Çıkarılan Metin:
--------------------

Güncelleme Tarihi:
İstanbul 7. Ağır Ceza Mahkemesi'ndeki duruşmada, “yakalanma” kararına rağmen henüz yakalanamayan sanık Yalçın Özbey'i avukatı Ergun Öztürk temsil etti. Sanıklar Özbey ve Çelikkaya duruşmaya gelmedi.
Duruşmada, sanık Yalçın Özbey'in “yakalamasının” infaz edilmediği tutanağa geçirildi.
“Zaman aşımı” yönünden davaya ilişkin görüşü sorulan Cumhuriyet Savcısı, kaçak olan ve hakkında tutuklama kararı verilen sanık Özbey hakkındaki davanın zaman aşımının durduğunu ve bu nedenle davaya ilişkin henüz zaman aşımının dolmadığı kanaatinde olduğunu söyledi.
Duruşmada söz alan sanık Özbey'in avukatı Öztürk ise suç tarihinin 1 Şubat 1979 olduğunu ve Türk Ceza Kanunu'nda (TCK) belirtilen zaman aşımı üst sınırının dolduğunu ileri sürerek, ayrıca ek zaman aşımı süresinin de dolması nedeniyle davanın düşürülmesine karar verilmesini talep etti.
KARAR
Mahkeme heyeti, sanıklar hakkında suç tarihinde yürürlükte bulunan 765 sayılı eski TCK'nın “ağırlaştırılmış müebbet ağır hapis ve müebbet ağır hapis cezalarını gerektiren cürümler, 20 yıl geçmesiyle ortadan kalkar” maddesine göre asli zaman aşımı süresinin 20 yıl, 104/2. maddesine göre de uzatılmış zaman aşımı süresinin 30 yıl olduğunu ifade etti.
1 Şubat 1979 olan suç tarihinden duruşma tarihine kadar 30 yılın dolduğunun anlaşıldığını belirten heyet, “sanıklar” hakkında açılan kamu davasının zaman aşımı nedeniyle ortadan kaldırılmasına ve Özbey hakkındaki yakalama kararının da kaldırılarak toplattırılması için Cumhuriyet Savcılığına yazı yazılmasına karar verdi.
İDDİANAMEDEN
İstanbul Cumhuriyet Başsavcılığınca 24 Ekim 2000'de hazırlanan iddianamede, Abdi İpekçi'nin 1 Şubat 1979 tarihinde öldürülmesiyle ilgili İstanbul Sıkıyönetim Mahkemesinde yargılanan Mehmet Ali Ağca'nın idam, Yavuz Çaylan'ın 3 yıl hapis cezasına çarptırıldığı, Mehmet Şener hakkındaki soruşturmanın ise “zaman aşımı” nedeniyle “takipsizlik” kararı ile sonuçlandığı hatırlatılmıştı.
Yavuz Çaylan ile Mehmet Ali Ağca'nın, yargılandıkları süre içerisinde “Yalçın Özbey'in suça katıldığından” bahsetmediklerine değinilen iddianamede, Ağca'nın 1983 yılında Roma'da verdiği ifadesinde “İpekçi'yi öldüren kişinin kendisi değil Yalçın Özbey olduğunu, silahları temin eden Özbey'in cezaevinden firar ettikten sonra kendisini Taksim ve Kızıltoprak'ta sakladığını, yurt dışına çıkmasında yardımcı olduğunu, sahte pasaport ve kimlikler temin ettiğini” anlattığına yer verilmişti.

--------------------

Alıntılanan Veriler:
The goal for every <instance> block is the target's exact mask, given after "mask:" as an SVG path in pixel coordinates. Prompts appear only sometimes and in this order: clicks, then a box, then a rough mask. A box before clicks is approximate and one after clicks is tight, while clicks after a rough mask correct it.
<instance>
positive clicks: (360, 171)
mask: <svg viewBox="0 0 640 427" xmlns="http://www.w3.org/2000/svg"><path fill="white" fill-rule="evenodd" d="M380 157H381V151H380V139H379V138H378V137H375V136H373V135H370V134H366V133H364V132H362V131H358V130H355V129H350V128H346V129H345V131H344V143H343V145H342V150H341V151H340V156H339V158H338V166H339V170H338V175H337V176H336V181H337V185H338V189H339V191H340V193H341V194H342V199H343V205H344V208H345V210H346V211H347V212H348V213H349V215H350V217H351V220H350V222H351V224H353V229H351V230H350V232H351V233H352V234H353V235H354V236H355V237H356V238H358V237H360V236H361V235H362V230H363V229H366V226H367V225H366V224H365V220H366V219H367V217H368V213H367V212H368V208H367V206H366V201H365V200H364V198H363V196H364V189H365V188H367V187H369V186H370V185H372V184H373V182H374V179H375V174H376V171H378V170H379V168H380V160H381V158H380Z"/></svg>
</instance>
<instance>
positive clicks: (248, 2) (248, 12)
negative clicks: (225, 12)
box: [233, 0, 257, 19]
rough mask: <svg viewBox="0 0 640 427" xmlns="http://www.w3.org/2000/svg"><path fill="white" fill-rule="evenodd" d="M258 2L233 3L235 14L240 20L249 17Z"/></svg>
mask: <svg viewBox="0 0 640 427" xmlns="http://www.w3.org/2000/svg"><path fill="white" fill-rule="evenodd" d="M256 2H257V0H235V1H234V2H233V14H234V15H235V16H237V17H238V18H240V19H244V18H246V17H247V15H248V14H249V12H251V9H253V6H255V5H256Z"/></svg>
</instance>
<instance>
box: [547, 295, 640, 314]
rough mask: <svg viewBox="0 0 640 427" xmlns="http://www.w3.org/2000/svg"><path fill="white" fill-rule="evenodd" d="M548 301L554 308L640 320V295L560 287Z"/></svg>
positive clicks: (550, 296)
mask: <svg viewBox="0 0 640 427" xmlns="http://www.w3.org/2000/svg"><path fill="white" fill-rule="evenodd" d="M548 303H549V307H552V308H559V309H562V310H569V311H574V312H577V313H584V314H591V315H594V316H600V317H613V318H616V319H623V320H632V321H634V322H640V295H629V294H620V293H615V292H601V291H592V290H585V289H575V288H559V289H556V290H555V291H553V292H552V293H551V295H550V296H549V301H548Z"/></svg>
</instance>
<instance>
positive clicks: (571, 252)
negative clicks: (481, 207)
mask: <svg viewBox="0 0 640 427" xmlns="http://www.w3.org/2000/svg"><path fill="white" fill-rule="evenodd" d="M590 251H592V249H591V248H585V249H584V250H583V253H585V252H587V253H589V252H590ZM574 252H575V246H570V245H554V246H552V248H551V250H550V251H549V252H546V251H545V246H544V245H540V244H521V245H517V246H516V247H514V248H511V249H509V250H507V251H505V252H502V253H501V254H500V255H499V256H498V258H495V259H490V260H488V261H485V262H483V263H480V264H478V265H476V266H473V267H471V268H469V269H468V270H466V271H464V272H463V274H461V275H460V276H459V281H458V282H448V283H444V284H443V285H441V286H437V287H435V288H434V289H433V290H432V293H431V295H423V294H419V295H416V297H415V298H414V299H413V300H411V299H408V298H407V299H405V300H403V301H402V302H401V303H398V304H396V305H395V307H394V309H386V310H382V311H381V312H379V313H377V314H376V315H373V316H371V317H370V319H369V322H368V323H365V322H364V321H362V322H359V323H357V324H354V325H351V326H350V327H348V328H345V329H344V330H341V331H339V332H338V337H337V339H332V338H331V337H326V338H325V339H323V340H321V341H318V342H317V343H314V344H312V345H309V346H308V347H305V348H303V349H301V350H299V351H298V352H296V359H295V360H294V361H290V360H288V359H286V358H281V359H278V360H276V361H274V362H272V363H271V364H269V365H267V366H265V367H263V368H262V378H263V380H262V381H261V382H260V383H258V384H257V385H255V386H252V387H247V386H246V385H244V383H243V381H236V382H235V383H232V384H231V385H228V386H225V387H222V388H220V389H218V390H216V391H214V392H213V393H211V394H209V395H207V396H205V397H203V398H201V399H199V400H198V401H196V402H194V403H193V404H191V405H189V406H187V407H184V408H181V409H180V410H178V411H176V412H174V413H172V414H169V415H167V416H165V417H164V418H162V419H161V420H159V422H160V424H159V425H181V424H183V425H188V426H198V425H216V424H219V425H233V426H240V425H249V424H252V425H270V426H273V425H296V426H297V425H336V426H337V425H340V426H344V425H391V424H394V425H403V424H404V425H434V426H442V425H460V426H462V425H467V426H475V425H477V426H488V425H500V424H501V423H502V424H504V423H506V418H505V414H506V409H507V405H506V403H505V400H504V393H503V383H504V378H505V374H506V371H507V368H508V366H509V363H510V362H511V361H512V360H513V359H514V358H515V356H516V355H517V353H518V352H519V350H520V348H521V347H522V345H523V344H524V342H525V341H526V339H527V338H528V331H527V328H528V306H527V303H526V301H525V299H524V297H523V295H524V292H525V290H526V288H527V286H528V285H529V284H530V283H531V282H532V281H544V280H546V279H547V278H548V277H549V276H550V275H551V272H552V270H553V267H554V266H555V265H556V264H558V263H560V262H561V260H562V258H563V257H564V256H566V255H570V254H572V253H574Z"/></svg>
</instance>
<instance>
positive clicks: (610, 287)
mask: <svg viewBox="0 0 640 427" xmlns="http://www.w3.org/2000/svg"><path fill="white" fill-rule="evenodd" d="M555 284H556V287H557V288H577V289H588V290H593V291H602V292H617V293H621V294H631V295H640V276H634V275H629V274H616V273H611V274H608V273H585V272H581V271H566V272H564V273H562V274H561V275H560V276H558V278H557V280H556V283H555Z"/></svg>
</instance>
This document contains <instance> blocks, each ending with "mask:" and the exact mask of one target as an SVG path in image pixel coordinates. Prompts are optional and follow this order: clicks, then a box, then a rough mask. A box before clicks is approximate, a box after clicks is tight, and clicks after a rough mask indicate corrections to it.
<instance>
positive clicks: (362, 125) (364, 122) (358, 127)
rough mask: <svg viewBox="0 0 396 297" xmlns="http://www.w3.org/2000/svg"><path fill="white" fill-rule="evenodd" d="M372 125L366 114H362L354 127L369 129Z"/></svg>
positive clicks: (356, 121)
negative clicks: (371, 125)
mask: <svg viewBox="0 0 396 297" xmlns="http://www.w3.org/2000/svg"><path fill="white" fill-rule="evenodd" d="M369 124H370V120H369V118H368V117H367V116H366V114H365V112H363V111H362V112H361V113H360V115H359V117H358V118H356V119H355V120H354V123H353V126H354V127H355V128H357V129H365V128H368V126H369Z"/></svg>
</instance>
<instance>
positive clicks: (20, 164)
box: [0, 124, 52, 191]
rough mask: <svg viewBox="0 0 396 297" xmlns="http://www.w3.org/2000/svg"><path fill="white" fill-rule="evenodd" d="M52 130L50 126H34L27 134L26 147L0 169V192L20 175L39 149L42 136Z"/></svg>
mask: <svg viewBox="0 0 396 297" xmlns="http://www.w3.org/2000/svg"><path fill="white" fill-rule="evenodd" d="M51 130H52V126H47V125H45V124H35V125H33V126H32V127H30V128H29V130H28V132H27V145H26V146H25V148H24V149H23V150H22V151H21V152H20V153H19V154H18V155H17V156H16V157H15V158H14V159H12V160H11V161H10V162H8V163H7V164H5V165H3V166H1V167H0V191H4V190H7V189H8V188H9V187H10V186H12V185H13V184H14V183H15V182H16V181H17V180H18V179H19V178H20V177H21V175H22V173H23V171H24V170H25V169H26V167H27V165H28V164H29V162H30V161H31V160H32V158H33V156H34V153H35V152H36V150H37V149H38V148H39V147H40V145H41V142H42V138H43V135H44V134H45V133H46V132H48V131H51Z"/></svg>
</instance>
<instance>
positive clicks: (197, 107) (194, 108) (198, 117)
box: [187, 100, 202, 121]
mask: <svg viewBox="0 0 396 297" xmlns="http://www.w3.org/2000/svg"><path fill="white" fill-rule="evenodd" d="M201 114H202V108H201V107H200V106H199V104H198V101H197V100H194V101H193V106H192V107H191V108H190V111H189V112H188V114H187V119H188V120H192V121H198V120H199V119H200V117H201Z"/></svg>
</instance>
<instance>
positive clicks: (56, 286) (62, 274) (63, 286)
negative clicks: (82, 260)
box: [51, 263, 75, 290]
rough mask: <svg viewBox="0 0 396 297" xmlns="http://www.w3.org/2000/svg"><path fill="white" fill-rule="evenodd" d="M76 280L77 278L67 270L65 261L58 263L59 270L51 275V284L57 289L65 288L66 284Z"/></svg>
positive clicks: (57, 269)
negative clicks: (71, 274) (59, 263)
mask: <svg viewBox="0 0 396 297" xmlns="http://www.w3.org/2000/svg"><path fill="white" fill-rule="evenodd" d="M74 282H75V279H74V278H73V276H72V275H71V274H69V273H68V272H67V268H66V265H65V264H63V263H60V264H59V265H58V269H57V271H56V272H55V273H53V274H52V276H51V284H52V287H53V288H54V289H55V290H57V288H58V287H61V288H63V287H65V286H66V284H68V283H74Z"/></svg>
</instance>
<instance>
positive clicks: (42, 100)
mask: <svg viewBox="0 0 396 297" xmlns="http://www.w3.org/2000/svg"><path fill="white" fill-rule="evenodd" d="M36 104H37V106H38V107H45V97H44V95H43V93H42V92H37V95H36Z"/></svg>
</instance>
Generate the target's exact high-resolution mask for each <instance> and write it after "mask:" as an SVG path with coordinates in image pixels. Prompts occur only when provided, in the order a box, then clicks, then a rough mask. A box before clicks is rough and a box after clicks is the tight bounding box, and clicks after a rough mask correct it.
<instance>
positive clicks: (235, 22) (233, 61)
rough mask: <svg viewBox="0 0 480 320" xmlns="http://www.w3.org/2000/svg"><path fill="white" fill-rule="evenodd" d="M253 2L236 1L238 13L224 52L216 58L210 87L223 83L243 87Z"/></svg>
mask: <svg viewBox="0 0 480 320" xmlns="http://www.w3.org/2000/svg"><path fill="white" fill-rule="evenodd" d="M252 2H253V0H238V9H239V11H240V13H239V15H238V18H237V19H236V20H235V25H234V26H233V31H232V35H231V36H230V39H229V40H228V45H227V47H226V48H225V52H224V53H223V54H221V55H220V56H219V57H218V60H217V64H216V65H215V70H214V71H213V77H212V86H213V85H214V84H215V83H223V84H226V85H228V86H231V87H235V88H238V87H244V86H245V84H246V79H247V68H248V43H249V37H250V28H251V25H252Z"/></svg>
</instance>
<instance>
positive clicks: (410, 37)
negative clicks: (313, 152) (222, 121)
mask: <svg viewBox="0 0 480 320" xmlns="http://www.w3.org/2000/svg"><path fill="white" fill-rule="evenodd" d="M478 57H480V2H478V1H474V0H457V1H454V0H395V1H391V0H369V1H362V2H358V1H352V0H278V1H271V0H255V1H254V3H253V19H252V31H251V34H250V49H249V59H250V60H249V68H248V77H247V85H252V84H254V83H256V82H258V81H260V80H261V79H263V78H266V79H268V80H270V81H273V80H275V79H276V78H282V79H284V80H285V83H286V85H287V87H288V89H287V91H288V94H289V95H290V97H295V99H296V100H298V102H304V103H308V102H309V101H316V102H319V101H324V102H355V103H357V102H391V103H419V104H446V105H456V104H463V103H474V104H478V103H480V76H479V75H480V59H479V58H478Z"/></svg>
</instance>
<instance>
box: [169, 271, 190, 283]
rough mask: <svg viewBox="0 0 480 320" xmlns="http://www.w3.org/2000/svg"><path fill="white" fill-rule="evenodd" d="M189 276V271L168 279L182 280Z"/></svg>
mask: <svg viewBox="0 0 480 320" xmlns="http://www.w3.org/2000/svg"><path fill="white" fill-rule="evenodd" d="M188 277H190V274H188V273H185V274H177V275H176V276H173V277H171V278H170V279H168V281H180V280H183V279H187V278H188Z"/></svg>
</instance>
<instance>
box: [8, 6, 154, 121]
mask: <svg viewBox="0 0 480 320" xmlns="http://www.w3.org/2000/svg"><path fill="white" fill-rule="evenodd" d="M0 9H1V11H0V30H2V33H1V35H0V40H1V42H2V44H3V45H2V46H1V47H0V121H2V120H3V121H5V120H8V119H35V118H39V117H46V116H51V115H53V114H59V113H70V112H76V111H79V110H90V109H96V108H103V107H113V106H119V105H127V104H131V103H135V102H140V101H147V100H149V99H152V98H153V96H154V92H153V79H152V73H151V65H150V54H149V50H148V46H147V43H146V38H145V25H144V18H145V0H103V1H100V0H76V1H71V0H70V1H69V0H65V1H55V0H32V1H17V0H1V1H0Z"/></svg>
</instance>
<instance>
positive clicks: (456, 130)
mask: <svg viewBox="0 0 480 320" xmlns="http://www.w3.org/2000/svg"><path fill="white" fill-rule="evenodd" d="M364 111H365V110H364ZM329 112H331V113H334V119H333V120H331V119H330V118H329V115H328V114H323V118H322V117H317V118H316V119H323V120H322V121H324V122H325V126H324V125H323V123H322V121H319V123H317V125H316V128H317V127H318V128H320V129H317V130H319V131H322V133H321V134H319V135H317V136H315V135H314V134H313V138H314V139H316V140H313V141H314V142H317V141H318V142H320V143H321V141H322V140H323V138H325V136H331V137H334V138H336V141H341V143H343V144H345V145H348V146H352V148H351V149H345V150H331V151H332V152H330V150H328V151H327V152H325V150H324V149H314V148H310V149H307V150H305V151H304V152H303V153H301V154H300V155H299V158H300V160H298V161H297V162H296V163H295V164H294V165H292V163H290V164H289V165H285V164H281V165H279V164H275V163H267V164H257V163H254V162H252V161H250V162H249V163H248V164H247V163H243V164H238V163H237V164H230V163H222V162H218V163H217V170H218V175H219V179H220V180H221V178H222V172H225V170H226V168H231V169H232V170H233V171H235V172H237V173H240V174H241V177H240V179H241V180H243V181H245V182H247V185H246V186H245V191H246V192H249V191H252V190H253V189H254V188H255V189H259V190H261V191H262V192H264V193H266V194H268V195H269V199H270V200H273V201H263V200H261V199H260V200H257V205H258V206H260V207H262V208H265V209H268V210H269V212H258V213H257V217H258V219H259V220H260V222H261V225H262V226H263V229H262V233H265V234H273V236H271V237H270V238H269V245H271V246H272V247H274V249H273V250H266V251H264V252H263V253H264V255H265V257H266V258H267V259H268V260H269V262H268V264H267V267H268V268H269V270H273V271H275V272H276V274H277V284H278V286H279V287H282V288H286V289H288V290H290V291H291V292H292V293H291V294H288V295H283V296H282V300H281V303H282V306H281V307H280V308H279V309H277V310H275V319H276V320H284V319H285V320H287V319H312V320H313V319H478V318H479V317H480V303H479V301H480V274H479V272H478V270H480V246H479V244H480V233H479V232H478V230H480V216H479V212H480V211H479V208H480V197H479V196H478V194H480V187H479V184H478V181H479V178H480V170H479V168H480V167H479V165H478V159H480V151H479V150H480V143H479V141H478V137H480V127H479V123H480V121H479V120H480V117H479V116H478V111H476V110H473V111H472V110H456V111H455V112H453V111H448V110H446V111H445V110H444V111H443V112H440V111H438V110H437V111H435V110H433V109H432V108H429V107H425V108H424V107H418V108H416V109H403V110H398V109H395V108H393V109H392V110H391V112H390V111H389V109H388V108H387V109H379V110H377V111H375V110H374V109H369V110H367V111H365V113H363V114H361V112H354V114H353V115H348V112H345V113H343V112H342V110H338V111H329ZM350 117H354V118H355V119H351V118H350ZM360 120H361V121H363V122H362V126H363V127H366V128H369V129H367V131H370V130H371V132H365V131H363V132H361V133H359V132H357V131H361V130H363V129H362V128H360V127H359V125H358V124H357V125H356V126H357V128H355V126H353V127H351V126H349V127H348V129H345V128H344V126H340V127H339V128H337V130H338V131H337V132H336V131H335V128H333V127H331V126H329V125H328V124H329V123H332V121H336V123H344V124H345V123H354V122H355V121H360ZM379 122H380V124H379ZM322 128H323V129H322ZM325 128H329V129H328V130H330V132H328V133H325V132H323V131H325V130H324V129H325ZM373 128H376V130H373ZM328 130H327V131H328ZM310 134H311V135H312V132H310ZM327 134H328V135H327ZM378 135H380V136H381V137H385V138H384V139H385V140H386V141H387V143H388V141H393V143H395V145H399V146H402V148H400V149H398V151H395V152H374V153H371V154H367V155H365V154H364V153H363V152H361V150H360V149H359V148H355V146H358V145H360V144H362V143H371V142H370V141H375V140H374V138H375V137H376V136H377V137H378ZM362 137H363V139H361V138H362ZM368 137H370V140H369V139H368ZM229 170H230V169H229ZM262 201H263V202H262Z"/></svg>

--------------------

Abdi İpekçi davasıyla ilgili metnin "Duruşmada, sanık Yalçın" sözcüklerinden başlayıp "verilmesini talep etti." sözcüklerine kadar, bu sözcükler de dahil olan bölümünü hiçbir değişiklik yapmadan aktarınız.

Duruşmada, sanık Yalçın Özbey'in “yakalamasının” infaz edilmediği tutanağa geçirildi.
“Zaman aşımı” yönünden davaya ilişkin görüşü sorulan Cumhuriyet Savcısı, kaçak olan ve hakkında tutuklama kararı verilen sanık Özbey hakkındaki davanın zaman aşımının durduğunu ve bu nedenle davaya ilişkin henüz zaman aşımının dolmadığı kanaatinde olduğunu söyledi.
Duruşmada söz alan sanık Özbey'in avukatı Öztürk ise suç tarihinin 1 Şubat 1979 olduğunu ve Türk Ceza Kanunu'nda (TCK) belirtilen zaman aşımı üst sınırının dolduğunu ileri sürerek, ayrıca ek zaman aşımı süresinin de dolması nedeniyle davanın düşürülmesine karar verilmesini talep etti.